# Work instructions
• A. Quote each sentence in the forum thread about the dv calculation that uses the word "pointless."
• B. Pick up the forum thread about the dv calculation after its final sentence and write the next reply.

Of course - the issue is, why does he think that won't happen? I don't I
have any better answers to that question than you do. However, the
initial calculation of dv implies that he does expect it to happen -
otherwise dv could simply be replaced with 1. Unless, of course, he
simply mechanically translated the code without thinking about it hard
enough to form any such expectations. I'm just pointing out that
discrepancy.

>> to a different problem. The first statement which calculates dv is
>> immediately followed by the statement which evaluates the expression
>> a[child+1] - the execution of the first statement will always be
>> immediately followed by execution of the second. If the expression
>> a[child+1] would never be executed when child+1 >= end, then it would
>> follow that the first expression which sets dv would never set it to any
>> value other than 1. That would render that entire statement pointless;
>> if that were true, the code could have been simplified considerably:
>>
>> child += a[child] < a[child+1];
>>
>> I don't think he thought the first calculation of dv was pointless.

>
> I am not sure what your point is. He certainly does not think it's
> pointless, but I don't think he know what the point is. ...

That seems quite likely. I'm just trying to guide his thinking toward
figuring it out. It's like trying to herd cats, but I thought I'd give
it a try.

Coordinate annotation entries
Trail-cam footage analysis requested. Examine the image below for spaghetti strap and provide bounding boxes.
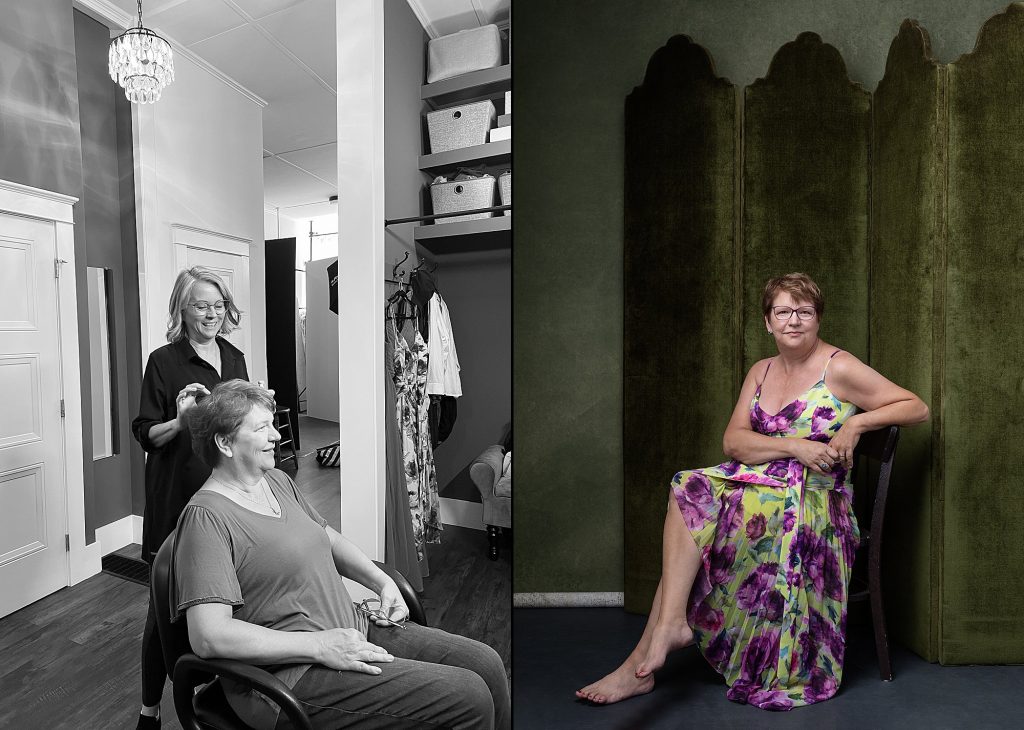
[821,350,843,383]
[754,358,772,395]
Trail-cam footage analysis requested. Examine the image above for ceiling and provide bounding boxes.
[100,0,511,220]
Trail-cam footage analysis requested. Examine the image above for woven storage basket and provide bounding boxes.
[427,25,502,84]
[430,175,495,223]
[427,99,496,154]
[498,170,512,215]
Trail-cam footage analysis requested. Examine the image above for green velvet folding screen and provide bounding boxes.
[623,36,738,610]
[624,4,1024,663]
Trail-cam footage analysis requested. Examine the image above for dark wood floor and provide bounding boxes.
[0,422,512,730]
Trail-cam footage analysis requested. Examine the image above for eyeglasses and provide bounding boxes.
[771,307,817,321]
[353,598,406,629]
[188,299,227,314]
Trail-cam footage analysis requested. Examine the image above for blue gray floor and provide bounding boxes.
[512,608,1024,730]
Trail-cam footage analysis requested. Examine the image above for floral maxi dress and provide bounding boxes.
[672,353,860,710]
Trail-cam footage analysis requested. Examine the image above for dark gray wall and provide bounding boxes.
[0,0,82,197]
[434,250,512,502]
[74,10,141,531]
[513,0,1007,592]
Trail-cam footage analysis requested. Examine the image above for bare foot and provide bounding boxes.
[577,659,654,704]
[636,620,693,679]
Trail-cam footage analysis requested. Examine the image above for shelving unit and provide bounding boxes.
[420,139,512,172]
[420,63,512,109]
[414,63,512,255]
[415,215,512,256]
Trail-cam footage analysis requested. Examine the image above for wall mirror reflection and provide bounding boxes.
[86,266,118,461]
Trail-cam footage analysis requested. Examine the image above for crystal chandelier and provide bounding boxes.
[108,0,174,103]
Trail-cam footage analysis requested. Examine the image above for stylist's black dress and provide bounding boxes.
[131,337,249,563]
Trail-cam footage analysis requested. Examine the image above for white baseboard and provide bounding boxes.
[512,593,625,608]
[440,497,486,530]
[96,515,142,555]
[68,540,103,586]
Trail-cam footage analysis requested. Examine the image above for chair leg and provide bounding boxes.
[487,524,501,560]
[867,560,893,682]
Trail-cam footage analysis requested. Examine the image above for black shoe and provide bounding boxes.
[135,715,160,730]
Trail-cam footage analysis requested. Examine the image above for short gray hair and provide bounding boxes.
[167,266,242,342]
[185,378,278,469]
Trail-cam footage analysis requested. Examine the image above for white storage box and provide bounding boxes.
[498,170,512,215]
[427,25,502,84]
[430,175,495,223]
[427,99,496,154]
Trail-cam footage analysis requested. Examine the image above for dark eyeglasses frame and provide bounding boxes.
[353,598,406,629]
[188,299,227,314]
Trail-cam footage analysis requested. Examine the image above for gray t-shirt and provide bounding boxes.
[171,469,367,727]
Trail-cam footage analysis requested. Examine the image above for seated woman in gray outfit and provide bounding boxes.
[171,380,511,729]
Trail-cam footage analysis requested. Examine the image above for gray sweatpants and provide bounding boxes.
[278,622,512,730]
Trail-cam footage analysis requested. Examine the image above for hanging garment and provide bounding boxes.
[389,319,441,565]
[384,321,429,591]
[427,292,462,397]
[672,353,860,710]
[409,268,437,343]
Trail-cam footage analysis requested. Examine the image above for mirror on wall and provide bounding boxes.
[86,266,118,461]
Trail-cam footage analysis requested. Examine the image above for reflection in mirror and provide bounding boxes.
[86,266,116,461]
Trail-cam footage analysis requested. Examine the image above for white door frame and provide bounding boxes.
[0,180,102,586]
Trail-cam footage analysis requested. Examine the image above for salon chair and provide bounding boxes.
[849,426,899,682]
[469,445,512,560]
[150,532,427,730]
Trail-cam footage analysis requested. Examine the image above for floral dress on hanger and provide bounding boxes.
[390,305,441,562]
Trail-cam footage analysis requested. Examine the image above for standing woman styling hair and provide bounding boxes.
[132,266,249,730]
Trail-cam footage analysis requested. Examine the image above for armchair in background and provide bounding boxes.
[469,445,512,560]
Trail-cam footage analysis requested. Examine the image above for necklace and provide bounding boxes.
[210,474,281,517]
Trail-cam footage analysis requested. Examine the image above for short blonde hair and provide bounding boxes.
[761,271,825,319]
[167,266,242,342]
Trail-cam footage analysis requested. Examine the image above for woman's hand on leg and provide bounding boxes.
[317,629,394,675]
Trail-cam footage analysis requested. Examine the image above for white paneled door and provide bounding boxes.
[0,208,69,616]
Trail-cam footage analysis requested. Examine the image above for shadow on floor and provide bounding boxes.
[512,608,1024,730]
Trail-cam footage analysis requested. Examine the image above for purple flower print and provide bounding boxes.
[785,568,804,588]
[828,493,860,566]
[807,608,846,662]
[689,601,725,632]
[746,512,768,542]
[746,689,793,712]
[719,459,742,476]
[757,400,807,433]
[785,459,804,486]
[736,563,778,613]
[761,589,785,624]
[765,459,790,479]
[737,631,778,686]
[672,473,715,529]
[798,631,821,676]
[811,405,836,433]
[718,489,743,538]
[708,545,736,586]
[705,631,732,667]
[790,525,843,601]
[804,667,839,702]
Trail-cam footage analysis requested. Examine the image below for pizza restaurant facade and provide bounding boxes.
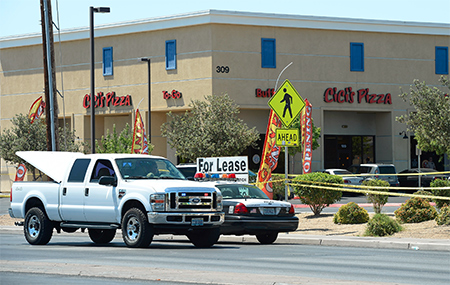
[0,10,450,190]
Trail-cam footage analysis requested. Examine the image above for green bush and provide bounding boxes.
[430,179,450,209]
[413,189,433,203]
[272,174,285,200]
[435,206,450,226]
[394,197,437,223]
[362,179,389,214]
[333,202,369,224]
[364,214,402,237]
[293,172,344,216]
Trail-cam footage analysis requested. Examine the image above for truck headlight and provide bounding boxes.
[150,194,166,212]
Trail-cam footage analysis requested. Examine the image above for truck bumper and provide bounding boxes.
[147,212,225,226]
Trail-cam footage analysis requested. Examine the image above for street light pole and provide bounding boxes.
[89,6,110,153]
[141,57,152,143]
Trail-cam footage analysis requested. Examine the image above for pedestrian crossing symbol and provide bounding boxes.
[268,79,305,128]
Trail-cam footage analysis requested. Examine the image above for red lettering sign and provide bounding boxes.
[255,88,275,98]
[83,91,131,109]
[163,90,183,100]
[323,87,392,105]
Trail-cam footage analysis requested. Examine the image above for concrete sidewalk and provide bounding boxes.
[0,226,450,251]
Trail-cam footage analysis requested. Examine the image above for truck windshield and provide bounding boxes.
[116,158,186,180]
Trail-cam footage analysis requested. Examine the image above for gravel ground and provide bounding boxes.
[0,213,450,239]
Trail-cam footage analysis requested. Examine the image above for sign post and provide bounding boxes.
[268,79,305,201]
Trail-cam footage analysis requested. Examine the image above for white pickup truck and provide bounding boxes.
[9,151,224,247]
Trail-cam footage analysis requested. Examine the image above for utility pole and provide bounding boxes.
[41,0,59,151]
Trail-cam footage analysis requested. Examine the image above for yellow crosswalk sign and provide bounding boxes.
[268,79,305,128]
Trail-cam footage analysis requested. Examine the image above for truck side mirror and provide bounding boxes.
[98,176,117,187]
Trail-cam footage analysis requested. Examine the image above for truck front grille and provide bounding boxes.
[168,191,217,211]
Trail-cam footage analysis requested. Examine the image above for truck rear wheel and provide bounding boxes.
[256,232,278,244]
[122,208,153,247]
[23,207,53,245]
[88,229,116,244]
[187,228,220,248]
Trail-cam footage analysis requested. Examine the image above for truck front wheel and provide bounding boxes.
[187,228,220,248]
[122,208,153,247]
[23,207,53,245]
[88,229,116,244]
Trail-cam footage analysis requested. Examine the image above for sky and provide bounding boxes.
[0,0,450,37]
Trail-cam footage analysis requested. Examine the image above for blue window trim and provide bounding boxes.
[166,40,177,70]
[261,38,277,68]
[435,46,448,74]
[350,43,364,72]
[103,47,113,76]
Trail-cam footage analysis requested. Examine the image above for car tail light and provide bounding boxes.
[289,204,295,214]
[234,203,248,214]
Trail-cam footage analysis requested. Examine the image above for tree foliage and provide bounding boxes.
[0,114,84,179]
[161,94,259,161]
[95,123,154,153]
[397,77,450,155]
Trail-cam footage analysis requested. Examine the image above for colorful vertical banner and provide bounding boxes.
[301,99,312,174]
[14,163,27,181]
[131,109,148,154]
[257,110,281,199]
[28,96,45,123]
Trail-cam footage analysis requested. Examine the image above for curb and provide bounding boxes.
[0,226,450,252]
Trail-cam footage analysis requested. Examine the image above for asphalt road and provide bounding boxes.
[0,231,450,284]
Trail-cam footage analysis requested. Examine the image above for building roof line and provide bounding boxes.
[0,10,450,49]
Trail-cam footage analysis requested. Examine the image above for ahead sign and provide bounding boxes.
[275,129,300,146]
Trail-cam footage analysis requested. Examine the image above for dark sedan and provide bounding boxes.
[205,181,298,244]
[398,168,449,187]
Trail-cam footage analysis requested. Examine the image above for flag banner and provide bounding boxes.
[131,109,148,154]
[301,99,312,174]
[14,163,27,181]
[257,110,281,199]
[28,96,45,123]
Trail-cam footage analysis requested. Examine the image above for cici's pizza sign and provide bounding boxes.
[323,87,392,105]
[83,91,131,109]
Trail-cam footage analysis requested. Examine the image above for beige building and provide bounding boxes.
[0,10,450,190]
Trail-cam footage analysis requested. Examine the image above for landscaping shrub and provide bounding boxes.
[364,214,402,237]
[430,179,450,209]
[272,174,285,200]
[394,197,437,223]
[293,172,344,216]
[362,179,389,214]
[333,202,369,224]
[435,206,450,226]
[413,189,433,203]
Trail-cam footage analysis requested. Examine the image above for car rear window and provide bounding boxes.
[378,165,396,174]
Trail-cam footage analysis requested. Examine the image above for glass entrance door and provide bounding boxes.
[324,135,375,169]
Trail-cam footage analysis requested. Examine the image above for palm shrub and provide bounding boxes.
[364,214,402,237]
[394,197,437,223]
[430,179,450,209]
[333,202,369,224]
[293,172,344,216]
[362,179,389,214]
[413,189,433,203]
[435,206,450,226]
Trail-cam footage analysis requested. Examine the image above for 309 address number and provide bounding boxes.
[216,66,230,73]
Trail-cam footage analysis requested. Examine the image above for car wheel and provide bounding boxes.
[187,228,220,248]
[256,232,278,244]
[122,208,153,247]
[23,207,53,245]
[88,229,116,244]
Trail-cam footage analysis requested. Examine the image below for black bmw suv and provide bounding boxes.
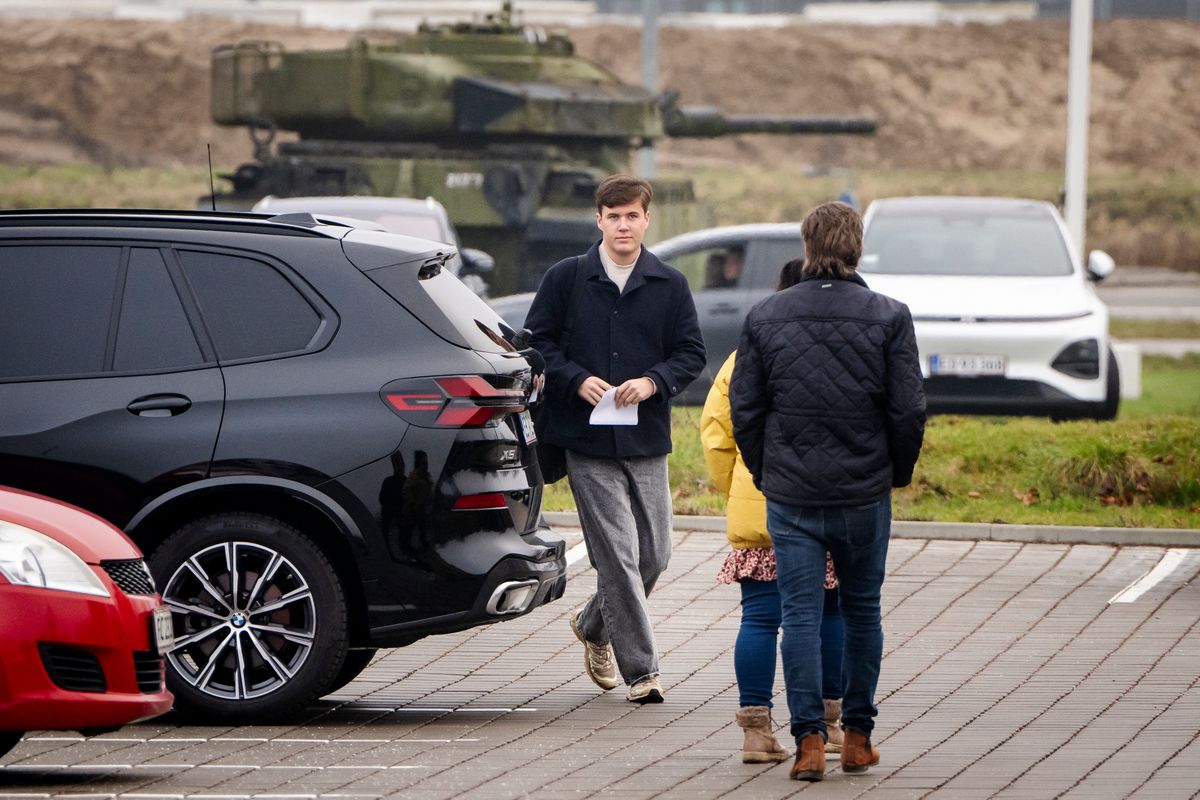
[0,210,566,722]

# Responses
• A.
1. "That would render that entire statement pointless; if that were true, the code could have been simplified considerably: child += a[child] < a[child+1];"
2. "I don't think he thought the first calculation of dv was pointless."
3. "He certainly does not think it's pointless, but I don't think he know what the point is."

• B.
> ... He's simply
> translated the usual heap sort code that says something like:
>
> if (child + 1 < end && a[child] < a[child + 1])
> child += 1;
>
> into code that uses multiplication by 0/1 without taking into account
> that the short-circuit && operator protects the otherwise undefined
> array access.

I'm just pointing out the discrepancy between that translation, and his
belief that a[child+1] will never be evaluated with child + 1 >= end.

Evgeney Knyazhev
Guest
Posts: n/a

 02-18-2013
> while(child < end)
>
> {
>
> dv = (child + 1 < end);
>
> dv = (a[child] < a[child+1]) * dv;

------------

Ben, it's not full code.

dv = (child + 1 < end);
dv = (a[child] < a[child+1]) & dv;
child += dv;
dv = le(&a[root], &a[child]); // here is crucial moment -- it says
// whether we need new loop or not
//("Not" sets dv to zero)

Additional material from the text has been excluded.